SELECTED EXTRACT:
In general, the data modeling equation (with any number of independent variables) can be written as follows:

y = y(\vec x; \vec a)

The above expression simply states that the dependent variable y can be expressed as a function of the independent variables \vec x and vector of parameters \vec a of arbitrary length. Note that using the ML method, any nonlinear equation with an arbitrary number of parameters can be used as the data modeling equation. Then, the merit function we are trying to minimize is

\chi^2 (\vec a) = \sum_{i=1}^n \left ( \frac{y_i - y(\vec x_i; \vec a)}{ \sigma_i} \right )^2

where N is the number of data points, \vec x_i denotes the x data points, y_i denotes the y data points, \sigma_i is the standard deviation (uncertainty) at point i, and y(x_i;a) is an arbitrary nonlinear model evaluated at the ith data point. This merit function simply measures the agreement between the data points and the parametric model; a smaller value for the merit function denotes better agreement. Commonly, this merit function is called the chi-square.

Now, we will take a step back to provide a framework of optimization methods. From the area of pure optimization, which will not be explained here, two basic ways of finding a function minimum are a Taylor series based method and the steepest-descent method. The Taylor series method states that sufficiently close to the minimum, the function can be approximated as a quadratic. Without detailed explanation of that method, a step from the current parameters a to the best parameters amin can be written as

\vec a_{min} = \vec a_{cur} + H^{-1} \left [ - \Delta \chi^2 ( \vec a_{cur}) \right ]

where H is the Hessian matrix (a matrix of second derivatives). If the approximation of the function as a quadratic is a poor one, then we might instead use the steepest-descent method, where a step to the best parameters from the current parameters is

\vec a_{min} = \vec a_{cur} - c \Delta \chi^2 ( \vec a_{cur})

This equation simply states that the next guess for the parameters is a step down the gradient of the merit function. The constant c is forced to be small enough that a small step is taken and the gradient is accurate in the region that the step is taken.

GIVEN REQUEST 1:
For each statement below, decide whether it agrees with the passage on fitting nonlinear models. Answer yes or no, and quote the words of the passage that decide it.
(a) A smaller merit function value indicates better agreement between the data and the model.
(b) The Taylor series method treats the function as approximately linear near the minimum.
(c) In the steepest-descent method, the constant c is made large so that big steps are taken.

[Object point labels]

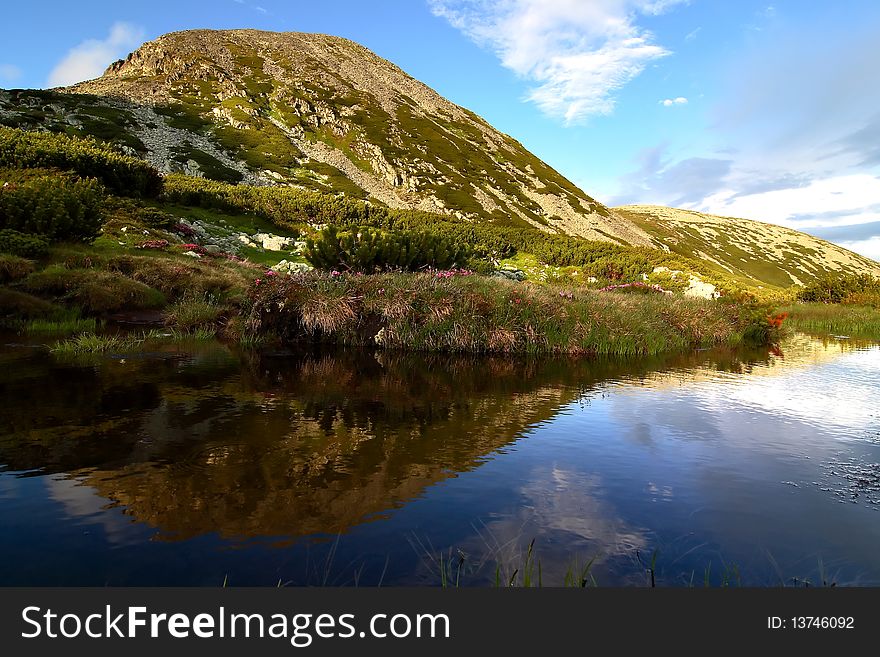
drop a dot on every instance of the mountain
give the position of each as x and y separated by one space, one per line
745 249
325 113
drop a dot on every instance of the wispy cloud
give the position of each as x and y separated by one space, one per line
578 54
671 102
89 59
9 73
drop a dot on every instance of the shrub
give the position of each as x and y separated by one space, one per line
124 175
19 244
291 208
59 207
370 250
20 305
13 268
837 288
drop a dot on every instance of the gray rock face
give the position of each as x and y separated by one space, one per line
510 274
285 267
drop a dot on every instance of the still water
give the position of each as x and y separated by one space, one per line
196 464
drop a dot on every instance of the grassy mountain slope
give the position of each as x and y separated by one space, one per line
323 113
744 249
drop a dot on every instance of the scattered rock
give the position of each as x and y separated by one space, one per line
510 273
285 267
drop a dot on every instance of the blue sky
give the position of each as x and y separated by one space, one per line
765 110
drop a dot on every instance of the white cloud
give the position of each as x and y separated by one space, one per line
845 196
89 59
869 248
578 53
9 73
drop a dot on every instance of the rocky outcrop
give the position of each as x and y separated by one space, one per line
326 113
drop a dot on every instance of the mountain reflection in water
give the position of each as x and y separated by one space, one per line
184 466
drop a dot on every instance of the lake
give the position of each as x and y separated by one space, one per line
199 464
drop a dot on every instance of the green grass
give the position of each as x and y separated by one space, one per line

GIVEN REQUEST 2: Arrange the part of the records that opens with the line containing "drop a dot on every instance of the green" and closes at the end of the records as a Markdown table with the columns Row and Line. Number each line and omit blank lines.

ANSWER 1:
(a) Yes: "a smaller value for the merit function denotes better agreement"
(b) No: "sufficiently close to the minimum, the function can be approximated as a quadratic"
(c) No: "The constant c is forced to be small enough that a small step is taken"

ANSWER 2:
| Row | Line |
|---|---|
| 1 | drop a dot on every instance of the green grass |
| 2 | give the position of each as x and y separated by one space, one per line |